◆ EXERCISE DIRECTIONS
Please copy the listing below, beginning at the line that has "Note to the class: identify the clasped" and stopping after its final line, keeping every line unchanged except that each pixel coordinate is offset by adding 17 to both numbers.
--- BEGIN ---
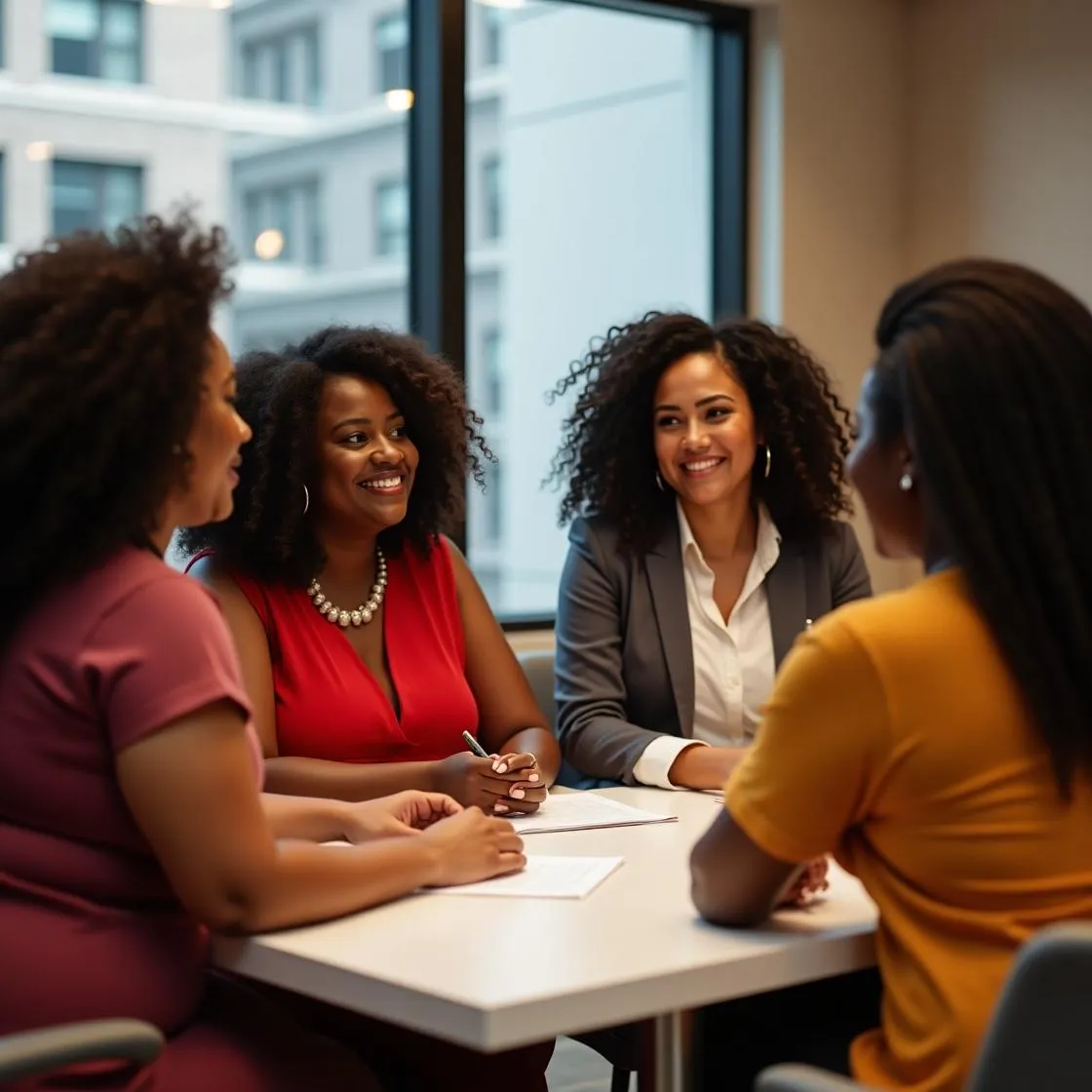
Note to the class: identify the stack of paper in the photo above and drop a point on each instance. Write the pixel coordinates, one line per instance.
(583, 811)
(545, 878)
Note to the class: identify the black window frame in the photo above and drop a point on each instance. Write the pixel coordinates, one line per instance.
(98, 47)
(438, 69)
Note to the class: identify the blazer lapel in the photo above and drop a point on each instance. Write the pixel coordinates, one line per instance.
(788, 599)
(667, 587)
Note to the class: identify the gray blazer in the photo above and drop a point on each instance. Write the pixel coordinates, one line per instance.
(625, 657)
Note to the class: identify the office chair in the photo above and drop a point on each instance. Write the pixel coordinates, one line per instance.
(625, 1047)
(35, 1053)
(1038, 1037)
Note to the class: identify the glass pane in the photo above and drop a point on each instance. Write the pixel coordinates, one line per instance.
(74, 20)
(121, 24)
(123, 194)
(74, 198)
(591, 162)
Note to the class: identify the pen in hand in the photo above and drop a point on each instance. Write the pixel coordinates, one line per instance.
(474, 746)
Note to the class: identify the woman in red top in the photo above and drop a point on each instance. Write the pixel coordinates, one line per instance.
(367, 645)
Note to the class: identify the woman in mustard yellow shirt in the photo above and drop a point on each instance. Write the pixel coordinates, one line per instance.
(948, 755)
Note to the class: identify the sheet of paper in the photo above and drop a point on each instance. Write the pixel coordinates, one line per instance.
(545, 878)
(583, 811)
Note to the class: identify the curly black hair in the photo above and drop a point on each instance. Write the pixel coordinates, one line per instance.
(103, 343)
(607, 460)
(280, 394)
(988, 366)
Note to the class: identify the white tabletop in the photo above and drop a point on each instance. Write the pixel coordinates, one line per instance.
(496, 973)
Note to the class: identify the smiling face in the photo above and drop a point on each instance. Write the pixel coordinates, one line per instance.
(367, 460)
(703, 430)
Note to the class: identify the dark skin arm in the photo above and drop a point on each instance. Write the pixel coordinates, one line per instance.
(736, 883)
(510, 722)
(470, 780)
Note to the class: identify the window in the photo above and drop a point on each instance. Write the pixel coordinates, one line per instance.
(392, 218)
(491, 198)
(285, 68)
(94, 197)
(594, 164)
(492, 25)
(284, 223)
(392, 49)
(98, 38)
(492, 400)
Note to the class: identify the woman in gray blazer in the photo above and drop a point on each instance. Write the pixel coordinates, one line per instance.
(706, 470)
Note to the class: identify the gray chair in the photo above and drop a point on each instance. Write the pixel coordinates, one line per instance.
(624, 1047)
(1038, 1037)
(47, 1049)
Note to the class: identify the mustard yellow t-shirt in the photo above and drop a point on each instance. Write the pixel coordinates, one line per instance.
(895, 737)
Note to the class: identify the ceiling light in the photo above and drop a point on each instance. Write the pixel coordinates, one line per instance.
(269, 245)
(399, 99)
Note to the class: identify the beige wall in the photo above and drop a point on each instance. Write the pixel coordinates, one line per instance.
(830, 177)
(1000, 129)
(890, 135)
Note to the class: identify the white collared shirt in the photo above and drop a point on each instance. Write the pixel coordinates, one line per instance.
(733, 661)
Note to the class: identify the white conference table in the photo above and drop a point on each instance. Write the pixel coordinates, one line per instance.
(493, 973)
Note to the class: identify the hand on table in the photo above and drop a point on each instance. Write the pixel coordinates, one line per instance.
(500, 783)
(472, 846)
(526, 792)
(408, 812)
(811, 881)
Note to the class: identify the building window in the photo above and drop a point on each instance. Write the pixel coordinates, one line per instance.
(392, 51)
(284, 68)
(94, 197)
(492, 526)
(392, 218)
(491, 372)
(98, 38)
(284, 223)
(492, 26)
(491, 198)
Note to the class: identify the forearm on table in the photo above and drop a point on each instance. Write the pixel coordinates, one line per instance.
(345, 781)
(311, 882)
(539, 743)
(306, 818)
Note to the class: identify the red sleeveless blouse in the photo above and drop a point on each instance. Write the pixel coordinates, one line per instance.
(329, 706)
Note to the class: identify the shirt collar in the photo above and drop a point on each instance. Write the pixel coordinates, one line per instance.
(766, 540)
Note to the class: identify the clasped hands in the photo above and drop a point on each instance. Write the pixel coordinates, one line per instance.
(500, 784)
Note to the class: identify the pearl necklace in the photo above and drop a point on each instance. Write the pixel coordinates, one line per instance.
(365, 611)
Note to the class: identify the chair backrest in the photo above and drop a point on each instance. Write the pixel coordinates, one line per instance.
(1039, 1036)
--- END ---
◆ FINISHED EXERCISE
Note to the class: identify the clasped hands in the photo above and drop a point on each instance. Write the pixel coordinates, one line per instance.
(517, 801)
Note to the class: identify the pearl necklace in the photo above and drop a point on each instance. Write the pixel coordinates, one line per instance.
(382, 628)
Note to the class: identify the chair backrest in the photo above and drop a point on each instance. Write the pixel coordinates, one line per instance.
(1056, 1053)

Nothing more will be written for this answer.